**Task to complete**
Show me every line in the listing that has the word "below".

**Extracted records**
= Beginning of Section =

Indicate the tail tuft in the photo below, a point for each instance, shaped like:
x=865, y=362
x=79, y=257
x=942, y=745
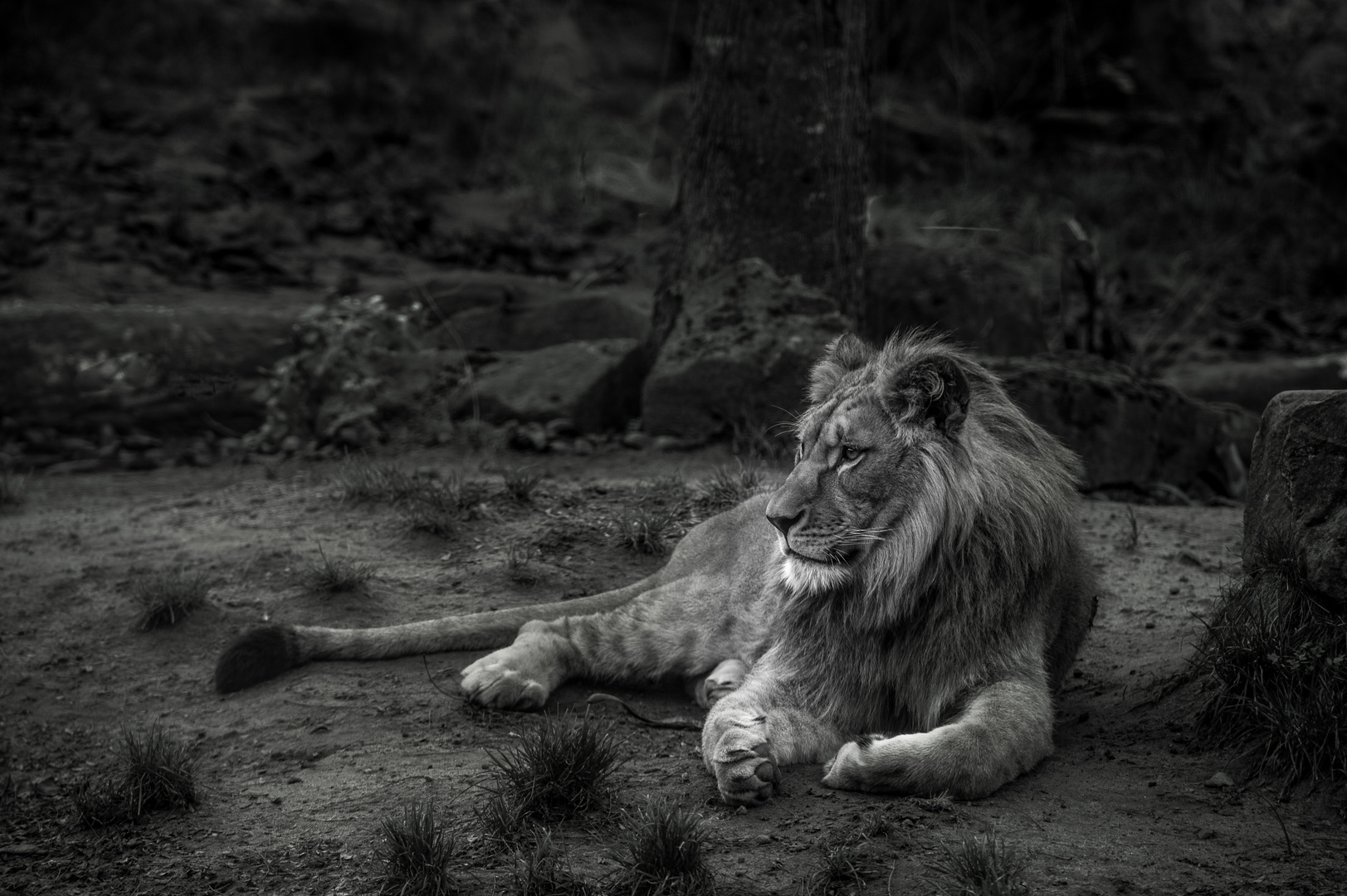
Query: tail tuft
x=256, y=656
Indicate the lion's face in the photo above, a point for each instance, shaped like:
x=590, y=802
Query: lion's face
x=865, y=457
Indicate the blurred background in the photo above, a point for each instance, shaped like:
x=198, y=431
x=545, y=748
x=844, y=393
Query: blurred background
x=181, y=179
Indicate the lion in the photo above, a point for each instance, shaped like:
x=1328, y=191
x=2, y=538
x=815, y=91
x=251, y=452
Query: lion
x=900, y=609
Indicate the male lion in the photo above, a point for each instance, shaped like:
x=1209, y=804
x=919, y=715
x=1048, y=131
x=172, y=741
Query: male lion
x=900, y=609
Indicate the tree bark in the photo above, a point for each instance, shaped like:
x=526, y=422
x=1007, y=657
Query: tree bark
x=775, y=159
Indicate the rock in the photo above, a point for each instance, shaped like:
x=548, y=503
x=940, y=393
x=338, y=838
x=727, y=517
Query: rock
x=1126, y=429
x=1297, y=487
x=1252, y=384
x=636, y=440
x=985, y=299
x=530, y=437
x=593, y=383
x=743, y=332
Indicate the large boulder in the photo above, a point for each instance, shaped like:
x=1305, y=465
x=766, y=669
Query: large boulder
x=741, y=348
x=593, y=383
x=1129, y=430
x=1297, y=488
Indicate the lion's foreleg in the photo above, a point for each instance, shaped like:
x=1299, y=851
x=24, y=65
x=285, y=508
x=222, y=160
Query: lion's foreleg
x=750, y=732
x=1003, y=731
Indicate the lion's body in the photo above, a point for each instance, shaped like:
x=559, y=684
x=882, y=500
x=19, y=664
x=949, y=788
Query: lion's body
x=915, y=584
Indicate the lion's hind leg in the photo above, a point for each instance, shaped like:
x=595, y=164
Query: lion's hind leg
x=1003, y=731
x=722, y=679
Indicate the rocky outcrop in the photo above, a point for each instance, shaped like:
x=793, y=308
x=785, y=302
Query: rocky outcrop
x=1126, y=429
x=1297, y=488
x=741, y=348
x=596, y=384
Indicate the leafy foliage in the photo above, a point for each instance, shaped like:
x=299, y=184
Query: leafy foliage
x=339, y=369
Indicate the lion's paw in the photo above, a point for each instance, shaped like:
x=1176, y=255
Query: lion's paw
x=493, y=682
x=847, y=770
x=745, y=766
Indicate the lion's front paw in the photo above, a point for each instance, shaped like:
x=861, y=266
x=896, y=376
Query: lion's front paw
x=745, y=766
x=495, y=680
x=847, y=770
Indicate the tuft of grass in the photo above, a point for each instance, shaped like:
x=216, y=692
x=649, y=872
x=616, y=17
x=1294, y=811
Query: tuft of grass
x=363, y=480
x=154, y=771
x=438, y=507
x=519, y=562
x=555, y=771
x=415, y=849
x=663, y=853
x=842, y=869
x=646, y=530
x=14, y=489
x=166, y=597
x=520, y=484
x=728, y=487
x=337, y=574
x=539, y=872
x=1273, y=662
x=981, y=865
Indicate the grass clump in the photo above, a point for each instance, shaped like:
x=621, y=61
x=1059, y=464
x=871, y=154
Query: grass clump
x=553, y=772
x=647, y=530
x=438, y=507
x=981, y=865
x=364, y=480
x=337, y=574
x=14, y=489
x=166, y=597
x=1273, y=662
x=415, y=849
x=539, y=872
x=728, y=487
x=520, y=484
x=154, y=771
x=663, y=853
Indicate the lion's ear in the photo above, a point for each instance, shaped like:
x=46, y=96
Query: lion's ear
x=935, y=391
x=843, y=354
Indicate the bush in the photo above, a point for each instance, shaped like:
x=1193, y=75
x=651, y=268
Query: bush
x=415, y=849
x=1273, y=662
x=154, y=772
x=981, y=865
x=168, y=597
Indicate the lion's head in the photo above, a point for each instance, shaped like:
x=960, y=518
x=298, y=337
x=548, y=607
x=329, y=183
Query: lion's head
x=907, y=455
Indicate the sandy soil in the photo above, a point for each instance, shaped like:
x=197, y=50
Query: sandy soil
x=300, y=771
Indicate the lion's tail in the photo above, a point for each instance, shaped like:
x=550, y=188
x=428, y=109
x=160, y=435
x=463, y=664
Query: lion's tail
x=267, y=651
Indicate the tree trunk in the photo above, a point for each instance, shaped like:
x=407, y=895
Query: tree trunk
x=775, y=159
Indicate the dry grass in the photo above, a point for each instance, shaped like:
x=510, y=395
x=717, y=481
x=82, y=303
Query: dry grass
x=337, y=574
x=981, y=865
x=154, y=771
x=540, y=872
x=728, y=487
x=555, y=771
x=166, y=597
x=14, y=489
x=520, y=484
x=415, y=849
x=663, y=853
x=1273, y=662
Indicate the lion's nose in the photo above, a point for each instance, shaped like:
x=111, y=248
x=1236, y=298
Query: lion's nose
x=784, y=523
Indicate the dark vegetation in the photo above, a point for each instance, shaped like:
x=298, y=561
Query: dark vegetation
x=166, y=597
x=153, y=771
x=1273, y=662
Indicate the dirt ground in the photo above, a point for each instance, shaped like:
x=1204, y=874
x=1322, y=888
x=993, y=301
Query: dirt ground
x=300, y=771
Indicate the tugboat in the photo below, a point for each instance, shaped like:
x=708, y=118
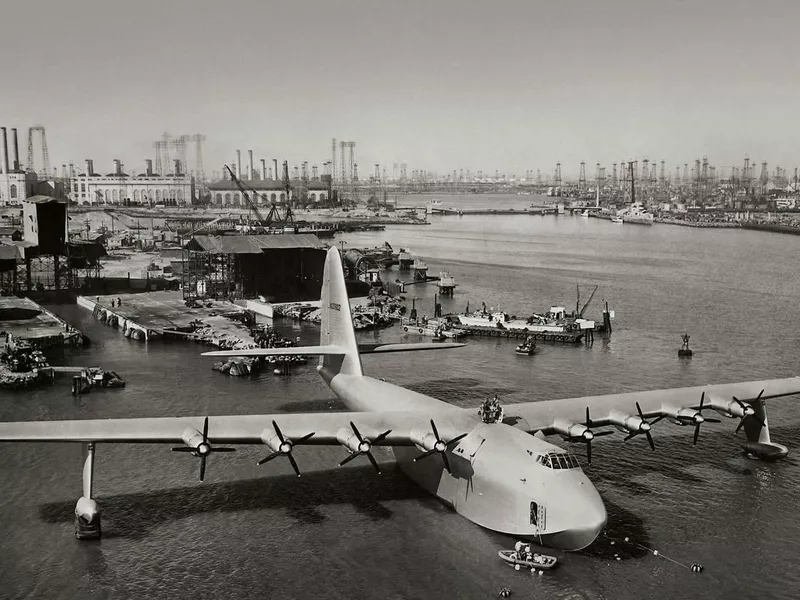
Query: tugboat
x=528, y=347
x=684, y=350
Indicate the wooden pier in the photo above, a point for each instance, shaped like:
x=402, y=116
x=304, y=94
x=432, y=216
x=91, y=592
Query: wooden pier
x=566, y=337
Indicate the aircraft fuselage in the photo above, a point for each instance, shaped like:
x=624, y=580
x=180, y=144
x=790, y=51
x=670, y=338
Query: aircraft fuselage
x=501, y=477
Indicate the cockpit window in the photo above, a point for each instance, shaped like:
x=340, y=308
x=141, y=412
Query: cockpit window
x=558, y=460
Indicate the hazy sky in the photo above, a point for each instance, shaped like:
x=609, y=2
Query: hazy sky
x=440, y=84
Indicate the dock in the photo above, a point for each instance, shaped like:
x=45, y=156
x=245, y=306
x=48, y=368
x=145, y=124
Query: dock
x=24, y=319
x=153, y=315
x=567, y=337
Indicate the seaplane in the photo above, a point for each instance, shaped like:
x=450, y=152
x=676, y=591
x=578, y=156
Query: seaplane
x=502, y=474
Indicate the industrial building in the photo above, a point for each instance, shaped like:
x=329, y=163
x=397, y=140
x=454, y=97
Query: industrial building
x=234, y=267
x=118, y=187
x=15, y=183
x=266, y=192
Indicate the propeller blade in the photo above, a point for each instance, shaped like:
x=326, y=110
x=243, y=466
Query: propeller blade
x=456, y=439
x=278, y=431
x=294, y=464
x=348, y=459
x=381, y=437
x=374, y=462
x=446, y=462
x=269, y=458
x=435, y=431
x=650, y=441
x=425, y=455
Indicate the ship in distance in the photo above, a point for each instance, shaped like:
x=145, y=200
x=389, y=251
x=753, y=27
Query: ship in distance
x=500, y=473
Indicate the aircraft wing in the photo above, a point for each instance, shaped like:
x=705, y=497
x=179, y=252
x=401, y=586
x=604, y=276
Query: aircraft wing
x=571, y=417
x=243, y=429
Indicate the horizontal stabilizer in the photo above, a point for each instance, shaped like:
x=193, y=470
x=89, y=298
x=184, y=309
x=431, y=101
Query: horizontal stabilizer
x=372, y=348
x=293, y=351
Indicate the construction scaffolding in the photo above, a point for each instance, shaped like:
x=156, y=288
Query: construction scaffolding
x=235, y=267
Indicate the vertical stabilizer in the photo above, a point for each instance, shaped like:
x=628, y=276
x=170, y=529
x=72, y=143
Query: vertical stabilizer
x=337, y=322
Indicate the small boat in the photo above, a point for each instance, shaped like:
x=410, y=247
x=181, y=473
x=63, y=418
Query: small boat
x=539, y=561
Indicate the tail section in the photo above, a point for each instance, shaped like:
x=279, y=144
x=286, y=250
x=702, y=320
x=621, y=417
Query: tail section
x=337, y=322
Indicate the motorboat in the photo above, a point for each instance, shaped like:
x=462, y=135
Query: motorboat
x=537, y=561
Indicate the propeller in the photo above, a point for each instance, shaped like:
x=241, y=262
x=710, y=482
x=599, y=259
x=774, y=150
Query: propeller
x=698, y=419
x=365, y=447
x=587, y=436
x=644, y=428
x=440, y=446
x=748, y=411
x=285, y=448
x=203, y=449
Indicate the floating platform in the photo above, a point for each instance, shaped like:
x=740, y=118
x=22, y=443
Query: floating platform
x=155, y=314
x=567, y=337
x=26, y=320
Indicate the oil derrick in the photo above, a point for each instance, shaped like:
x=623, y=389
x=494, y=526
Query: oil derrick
x=746, y=172
x=45, y=155
x=179, y=144
x=199, y=172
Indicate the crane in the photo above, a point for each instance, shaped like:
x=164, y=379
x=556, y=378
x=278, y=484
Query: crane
x=261, y=221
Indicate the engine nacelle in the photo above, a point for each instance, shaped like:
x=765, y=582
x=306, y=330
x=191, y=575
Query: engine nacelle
x=274, y=442
x=568, y=429
x=682, y=415
x=348, y=439
x=629, y=423
x=426, y=441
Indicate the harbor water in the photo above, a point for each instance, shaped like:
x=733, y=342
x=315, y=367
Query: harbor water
x=260, y=532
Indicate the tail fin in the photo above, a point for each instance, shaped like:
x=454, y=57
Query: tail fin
x=337, y=322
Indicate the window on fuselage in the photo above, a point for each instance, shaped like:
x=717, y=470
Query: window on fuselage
x=558, y=460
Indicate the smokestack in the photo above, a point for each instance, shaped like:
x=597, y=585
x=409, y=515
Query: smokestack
x=16, y=150
x=5, y=150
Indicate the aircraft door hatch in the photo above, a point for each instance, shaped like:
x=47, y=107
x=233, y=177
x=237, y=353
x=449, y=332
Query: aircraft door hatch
x=469, y=446
x=538, y=515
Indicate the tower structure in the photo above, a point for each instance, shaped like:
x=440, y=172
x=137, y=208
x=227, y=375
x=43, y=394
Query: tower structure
x=45, y=156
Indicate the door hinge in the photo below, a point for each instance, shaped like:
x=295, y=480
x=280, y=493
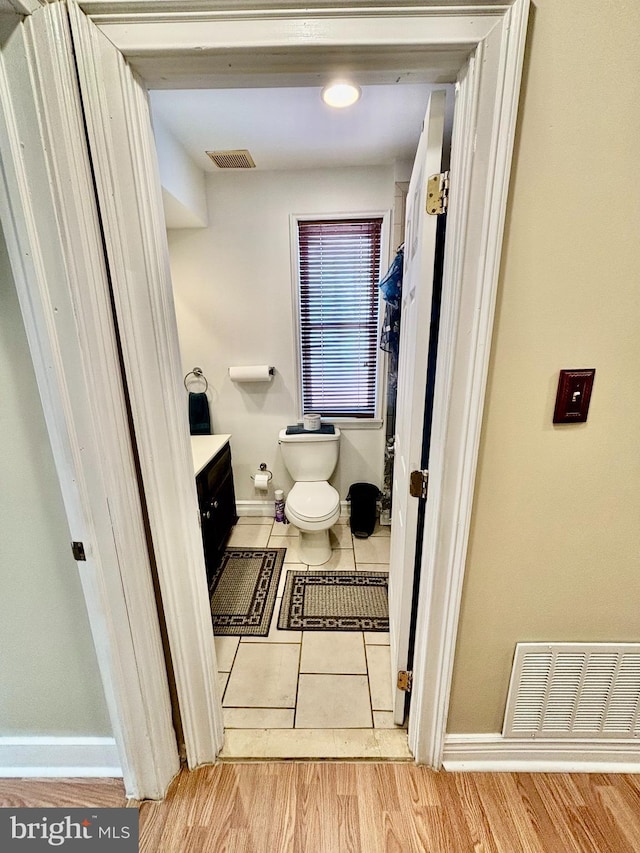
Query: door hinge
x=419, y=484
x=438, y=194
x=78, y=551
x=405, y=679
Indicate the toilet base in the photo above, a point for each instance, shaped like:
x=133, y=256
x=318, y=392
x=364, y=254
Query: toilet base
x=314, y=547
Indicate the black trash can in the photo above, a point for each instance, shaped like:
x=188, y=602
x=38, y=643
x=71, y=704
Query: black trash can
x=363, y=498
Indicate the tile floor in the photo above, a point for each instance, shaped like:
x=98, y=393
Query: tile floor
x=306, y=679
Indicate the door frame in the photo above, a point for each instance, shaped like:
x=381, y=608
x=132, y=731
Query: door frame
x=492, y=36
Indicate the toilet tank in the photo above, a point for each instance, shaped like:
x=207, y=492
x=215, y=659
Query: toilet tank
x=308, y=457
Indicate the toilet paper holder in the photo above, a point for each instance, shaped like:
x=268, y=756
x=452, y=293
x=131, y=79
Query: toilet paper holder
x=262, y=470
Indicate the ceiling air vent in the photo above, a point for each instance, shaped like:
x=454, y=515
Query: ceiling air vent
x=240, y=159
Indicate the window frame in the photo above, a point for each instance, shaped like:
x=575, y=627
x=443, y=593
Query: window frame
x=377, y=421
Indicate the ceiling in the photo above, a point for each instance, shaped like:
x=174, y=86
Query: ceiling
x=291, y=128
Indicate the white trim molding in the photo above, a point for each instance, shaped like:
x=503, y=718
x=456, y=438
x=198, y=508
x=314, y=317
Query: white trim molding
x=486, y=753
x=122, y=151
x=182, y=46
x=24, y=757
x=54, y=242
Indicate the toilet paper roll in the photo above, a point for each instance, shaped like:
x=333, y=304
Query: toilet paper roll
x=251, y=373
x=261, y=481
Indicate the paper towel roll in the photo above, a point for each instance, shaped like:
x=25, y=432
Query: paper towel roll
x=261, y=481
x=251, y=373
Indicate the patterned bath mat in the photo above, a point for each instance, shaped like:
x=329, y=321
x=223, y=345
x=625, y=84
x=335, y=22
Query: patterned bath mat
x=243, y=591
x=335, y=601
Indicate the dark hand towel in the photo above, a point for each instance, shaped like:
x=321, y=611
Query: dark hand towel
x=199, y=420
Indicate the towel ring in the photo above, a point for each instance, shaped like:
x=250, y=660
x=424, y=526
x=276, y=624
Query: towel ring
x=197, y=372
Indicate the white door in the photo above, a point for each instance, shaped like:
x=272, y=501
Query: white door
x=417, y=284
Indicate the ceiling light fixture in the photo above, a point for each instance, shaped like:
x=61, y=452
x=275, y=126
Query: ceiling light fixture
x=341, y=94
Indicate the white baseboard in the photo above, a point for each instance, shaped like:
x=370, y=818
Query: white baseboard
x=58, y=756
x=265, y=508
x=494, y=753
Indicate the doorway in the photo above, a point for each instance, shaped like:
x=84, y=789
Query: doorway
x=233, y=294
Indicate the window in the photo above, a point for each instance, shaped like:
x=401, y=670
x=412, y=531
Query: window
x=338, y=274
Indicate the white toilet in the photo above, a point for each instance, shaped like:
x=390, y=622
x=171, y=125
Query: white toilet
x=313, y=505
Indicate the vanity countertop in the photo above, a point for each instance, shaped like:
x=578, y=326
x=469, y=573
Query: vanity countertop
x=204, y=448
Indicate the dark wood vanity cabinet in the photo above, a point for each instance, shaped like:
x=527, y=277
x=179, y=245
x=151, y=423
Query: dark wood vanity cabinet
x=217, y=501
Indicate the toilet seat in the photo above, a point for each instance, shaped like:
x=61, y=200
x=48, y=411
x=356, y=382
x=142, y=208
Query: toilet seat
x=313, y=503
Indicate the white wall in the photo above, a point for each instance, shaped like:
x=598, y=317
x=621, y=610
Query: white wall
x=233, y=295
x=49, y=679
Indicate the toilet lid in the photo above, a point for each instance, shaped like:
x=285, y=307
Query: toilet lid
x=313, y=501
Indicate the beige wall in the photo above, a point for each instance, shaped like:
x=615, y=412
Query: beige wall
x=49, y=680
x=555, y=542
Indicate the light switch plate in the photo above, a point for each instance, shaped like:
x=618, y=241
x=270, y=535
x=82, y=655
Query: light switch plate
x=574, y=394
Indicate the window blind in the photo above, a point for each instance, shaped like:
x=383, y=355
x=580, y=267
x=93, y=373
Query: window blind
x=339, y=270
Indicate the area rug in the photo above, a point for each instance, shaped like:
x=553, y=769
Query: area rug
x=335, y=601
x=243, y=590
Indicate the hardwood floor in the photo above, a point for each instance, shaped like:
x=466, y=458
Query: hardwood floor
x=327, y=807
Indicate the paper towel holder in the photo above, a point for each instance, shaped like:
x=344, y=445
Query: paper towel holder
x=263, y=470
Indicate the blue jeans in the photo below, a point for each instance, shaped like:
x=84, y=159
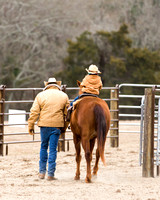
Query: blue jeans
x=71, y=104
x=49, y=138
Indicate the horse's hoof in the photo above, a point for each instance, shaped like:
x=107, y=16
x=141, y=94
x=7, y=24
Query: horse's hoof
x=87, y=180
x=76, y=178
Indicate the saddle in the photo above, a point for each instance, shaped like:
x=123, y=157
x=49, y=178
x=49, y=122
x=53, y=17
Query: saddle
x=69, y=112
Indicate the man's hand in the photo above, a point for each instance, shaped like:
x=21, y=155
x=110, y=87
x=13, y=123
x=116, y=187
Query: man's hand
x=31, y=131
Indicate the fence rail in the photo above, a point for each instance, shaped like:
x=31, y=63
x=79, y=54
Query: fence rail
x=114, y=109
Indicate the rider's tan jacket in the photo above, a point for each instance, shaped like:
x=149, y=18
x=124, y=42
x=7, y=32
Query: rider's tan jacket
x=49, y=107
x=91, y=84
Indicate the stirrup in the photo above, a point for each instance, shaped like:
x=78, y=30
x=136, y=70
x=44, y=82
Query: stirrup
x=69, y=112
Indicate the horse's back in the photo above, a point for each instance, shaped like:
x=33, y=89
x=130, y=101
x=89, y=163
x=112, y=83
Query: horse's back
x=83, y=116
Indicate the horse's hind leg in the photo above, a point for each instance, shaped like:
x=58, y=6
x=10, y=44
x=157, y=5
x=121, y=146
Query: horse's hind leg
x=95, y=169
x=78, y=156
x=88, y=156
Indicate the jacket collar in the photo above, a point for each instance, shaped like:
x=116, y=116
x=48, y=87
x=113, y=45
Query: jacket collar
x=54, y=86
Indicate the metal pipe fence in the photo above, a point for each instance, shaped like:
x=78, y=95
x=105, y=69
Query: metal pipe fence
x=114, y=129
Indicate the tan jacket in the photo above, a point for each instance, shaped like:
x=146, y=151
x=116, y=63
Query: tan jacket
x=91, y=84
x=50, y=106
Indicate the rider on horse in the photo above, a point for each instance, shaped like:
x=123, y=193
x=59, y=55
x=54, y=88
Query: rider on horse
x=91, y=84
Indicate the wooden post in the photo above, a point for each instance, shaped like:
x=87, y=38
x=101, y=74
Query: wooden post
x=148, y=147
x=62, y=136
x=2, y=93
x=114, y=108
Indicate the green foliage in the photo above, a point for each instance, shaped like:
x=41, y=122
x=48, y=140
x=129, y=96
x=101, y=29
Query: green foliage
x=112, y=52
x=81, y=54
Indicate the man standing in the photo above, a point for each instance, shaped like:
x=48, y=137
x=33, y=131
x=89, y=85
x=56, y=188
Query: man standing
x=50, y=108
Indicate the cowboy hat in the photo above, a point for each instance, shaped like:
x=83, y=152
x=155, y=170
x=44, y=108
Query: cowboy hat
x=93, y=69
x=52, y=80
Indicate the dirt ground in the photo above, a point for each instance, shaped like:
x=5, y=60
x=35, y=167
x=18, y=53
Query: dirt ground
x=121, y=179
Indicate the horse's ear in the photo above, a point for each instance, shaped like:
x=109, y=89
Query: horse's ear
x=78, y=83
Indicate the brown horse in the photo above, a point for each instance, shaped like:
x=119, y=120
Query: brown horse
x=90, y=120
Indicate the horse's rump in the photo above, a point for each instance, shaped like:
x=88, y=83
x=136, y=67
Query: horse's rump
x=101, y=128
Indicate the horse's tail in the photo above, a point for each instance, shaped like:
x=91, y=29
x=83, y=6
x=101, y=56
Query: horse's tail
x=101, y=128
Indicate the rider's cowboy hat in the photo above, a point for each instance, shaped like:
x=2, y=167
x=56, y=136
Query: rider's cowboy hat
x=52, y=80
x=93, y=69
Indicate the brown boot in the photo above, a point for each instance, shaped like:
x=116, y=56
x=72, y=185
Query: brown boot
x=41, y=176
x=51, y=178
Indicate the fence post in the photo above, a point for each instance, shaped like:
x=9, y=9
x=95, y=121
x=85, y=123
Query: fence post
x=148, y=147
x=114, y=108
x=2, y=96
x=62, y=136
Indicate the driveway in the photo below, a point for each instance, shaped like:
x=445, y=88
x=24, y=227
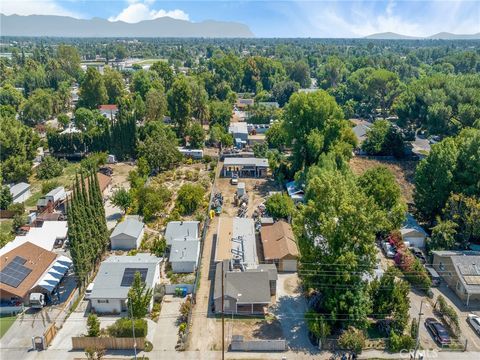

= End of Section =

**The answer**
Indicate the tail tuft in the photo below, a point for each instance, shaped like:
Indicate the tugboat in the photo below, a point for each instance, shaped like:
Indicate the door hinge in the photo below, a point for each instance, shaped like:
Indicate the blue jeans in the photo below, a point for each instance, shaped like:
Indicate the driveway in the photo below, a point for each instance, shaped like:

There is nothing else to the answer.